*GIVEN REQUEST:*
Without the pictures, can you quote each line below exactly?

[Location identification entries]
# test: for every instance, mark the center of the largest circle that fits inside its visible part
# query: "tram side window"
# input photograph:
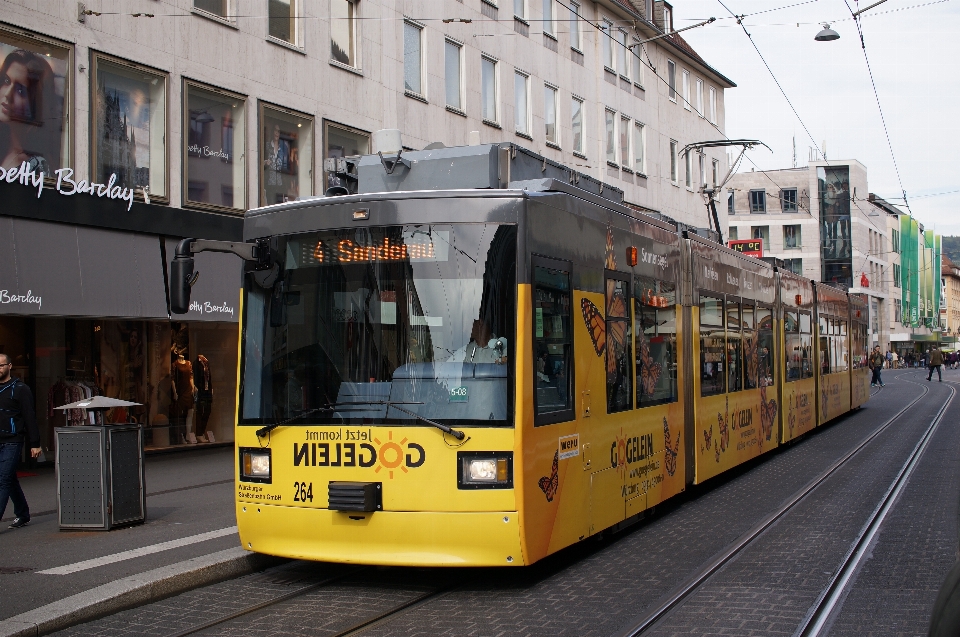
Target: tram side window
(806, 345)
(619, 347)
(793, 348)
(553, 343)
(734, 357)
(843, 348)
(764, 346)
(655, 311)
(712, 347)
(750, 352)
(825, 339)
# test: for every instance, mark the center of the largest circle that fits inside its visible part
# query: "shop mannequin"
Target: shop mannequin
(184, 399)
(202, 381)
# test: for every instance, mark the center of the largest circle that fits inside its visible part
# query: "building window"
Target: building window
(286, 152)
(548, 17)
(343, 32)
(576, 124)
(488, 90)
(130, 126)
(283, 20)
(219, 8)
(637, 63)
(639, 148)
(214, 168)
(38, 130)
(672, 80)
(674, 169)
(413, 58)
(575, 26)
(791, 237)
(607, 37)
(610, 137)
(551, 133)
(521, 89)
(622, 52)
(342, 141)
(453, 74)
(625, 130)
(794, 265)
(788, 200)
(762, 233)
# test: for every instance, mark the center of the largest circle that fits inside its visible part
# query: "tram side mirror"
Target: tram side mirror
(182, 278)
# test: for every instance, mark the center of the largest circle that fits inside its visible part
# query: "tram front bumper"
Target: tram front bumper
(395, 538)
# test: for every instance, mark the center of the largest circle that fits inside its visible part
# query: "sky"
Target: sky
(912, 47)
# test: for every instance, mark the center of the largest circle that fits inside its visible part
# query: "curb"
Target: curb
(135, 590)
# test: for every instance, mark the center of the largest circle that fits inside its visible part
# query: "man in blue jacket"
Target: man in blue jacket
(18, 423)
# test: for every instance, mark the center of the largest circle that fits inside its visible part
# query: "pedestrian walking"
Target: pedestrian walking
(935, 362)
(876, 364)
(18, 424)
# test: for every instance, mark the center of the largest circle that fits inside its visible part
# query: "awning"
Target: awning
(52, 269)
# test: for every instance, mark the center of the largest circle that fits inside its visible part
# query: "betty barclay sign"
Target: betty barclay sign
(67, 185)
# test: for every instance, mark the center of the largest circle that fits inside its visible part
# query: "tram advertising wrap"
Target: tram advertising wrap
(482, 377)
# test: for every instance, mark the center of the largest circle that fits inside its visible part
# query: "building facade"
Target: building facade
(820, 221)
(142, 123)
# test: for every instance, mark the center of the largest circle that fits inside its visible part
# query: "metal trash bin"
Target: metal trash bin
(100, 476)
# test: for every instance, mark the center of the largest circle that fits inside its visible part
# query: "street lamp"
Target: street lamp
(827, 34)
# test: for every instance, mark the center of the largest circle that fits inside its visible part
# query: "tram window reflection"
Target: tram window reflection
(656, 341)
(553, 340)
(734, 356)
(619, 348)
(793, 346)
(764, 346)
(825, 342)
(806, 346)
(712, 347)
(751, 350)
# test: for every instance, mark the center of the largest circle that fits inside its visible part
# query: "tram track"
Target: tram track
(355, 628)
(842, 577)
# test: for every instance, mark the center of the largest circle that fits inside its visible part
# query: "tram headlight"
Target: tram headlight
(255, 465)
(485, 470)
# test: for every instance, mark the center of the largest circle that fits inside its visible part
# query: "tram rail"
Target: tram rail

*WRITTEN RESPONSE:*
# test: for every instance, mark the center of the largest circle that fits inside its visible part
# query: "tram side window"
# input photograph:
Target: tram side window
(806, 345)
(619, 347)
(793, 348)
(553, 343)
(734, 357)
(843, 348)
(764, 346)
(655, 311)
(712, 347)
(750, 352)
(825, 339)
# test: for every instance, mark the center of the largest circle that fits inside its visible part
# query: "shop mannequin"
Target: shop mannequin
(184, 399)
(202, 381)
# test: for every instance, mark the center of the largest circle that fits inside its visible part
# query: "building window"
Target: building window
(286, 152)
(548, 17)
(343, 32)
(576, 124)
(488, 90)
(130, 126)
(283, 20)
(219, 8)
(637, 63)
(639, 148)
(214, 168)
(38, 130)
(672, 80)
(674, 169)
(413, 58)
(575, 26)
(791, 237)
(607, 37)
(610, 137)
(551, 133)
(521, 89)
(622, 52)
(342, 141)
(453, 74)
(625, 130)
(794, 265)
(788, 200)
(762, 233)
# test: for every instance, mark the center of the largest circle that fits inside its visible part
# query: "tram side mirror"
Target: tram side mirror
(182, 278)
# test: for every instance, mark the center of the largest circle that fits inside its visible part
# query: "tram front bumper"
Target: tram front bumper
(395, 538)
# test: for every instance, mark the center of the largest circle that fits inside its visible part
# query: "sky"
Target: sky
(912, 47)
# test: for every instance, mark the center of the largest circle that fits inside its visible part
# query: "curb"
Target: curb
(135, 590)
# test: for every instance, mark the center of the largest circle that fits inside its visible part
# query: "man in blue jacket"
Target: man in blue jacket
(18, 423)
# test: for every instance, mark the center of the largest circle that fits inside its visible part
# query: "pedestrian walking"
Target: pedestrian walking
(935, 362)
(876, 364)
(18, 424)
# test: for every instance, mark the center of the largest circle that fits inside its visible part
# query: "awning"
Target: awning
(52, 269)
# test: for every instance, mark the center of the largest circle that fits inside its visible part
# query: "betty barclay sign"
Target: betty barclay sign
(67, 185)
# test: for every instance, mark the center of the largest circle that fits inside its visible part
# query: "tram advertising wrap"
Target: tram advertising wrap
(482, 377)
# test: for every instance, mark the center of the largest circle that fits inside its visible part
# query: "building facade"
Target: building facade
(820, 221)
(142, 123)
# test: for every instance, mark the center of the largest circle that fits inside its visible part
# query: "metal trash bin"
Target: metal trash bin
(100, 476)
# test: for every instance, mark the center of the largest circle that fits inside its visible part
# query: "street lamp"
Target: street lamp
(827, 34)
# test: for every instance, mark the center of the largest circle that fits inside its visible part
# query: "tram window reflection"
Target: tram window reflection
(656, 341)
(553, 340)
(734, 356)
(619, 348)
(793, 346)
(764, 346)
(825, 342)
(806, 346)
(712, 347)
(751, 350)
# test: for every instance, mark the center of the largest circle that fits inside its visible part
# query: "tram track"
Target: tram track
(355, 628)
(842, 577)
# test: for every instance, mark the center of the largest circle that fits inside its visible part
# query: "tram headlight"
Target: tram headlight
(255, 465)
(485, 470)
# test: for every instance, mark the center of the largest circle that fits inside its visible part
# query: "tram rail"
Target: tram rail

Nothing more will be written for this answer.